● Task
Count the rows below that contain the string "target", treating uppercase and lowercase as different. Reply with the number alone.

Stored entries
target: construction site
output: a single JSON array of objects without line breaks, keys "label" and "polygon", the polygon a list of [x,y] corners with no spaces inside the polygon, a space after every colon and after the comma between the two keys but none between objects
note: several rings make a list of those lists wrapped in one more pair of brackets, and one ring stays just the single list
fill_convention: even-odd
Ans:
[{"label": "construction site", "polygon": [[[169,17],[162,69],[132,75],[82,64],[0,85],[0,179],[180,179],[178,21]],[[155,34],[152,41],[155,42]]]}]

...

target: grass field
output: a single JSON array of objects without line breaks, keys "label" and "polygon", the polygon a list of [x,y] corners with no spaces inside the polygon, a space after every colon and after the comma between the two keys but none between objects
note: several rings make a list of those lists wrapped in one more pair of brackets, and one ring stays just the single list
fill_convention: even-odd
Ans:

...

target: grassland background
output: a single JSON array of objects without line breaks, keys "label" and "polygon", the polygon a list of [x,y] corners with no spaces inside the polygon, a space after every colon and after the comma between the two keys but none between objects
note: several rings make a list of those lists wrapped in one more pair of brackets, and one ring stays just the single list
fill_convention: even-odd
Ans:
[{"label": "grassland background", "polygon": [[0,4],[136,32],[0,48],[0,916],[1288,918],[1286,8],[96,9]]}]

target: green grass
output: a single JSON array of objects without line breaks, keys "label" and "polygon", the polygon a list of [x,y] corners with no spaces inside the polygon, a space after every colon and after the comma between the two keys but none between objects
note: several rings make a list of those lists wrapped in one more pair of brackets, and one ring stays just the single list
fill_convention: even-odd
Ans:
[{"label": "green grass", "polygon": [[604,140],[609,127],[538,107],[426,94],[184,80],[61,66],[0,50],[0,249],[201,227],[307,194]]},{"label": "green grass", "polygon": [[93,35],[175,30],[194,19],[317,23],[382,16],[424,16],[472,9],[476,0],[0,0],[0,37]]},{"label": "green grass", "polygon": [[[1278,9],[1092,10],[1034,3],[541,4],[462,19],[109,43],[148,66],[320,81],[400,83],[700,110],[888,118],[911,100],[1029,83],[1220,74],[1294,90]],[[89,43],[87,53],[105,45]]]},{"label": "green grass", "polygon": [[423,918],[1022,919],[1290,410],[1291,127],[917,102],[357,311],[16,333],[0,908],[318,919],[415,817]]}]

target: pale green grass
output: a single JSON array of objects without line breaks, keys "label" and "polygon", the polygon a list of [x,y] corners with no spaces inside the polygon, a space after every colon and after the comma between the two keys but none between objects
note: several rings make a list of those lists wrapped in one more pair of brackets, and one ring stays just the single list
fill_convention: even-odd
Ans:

● Solution for this problem
5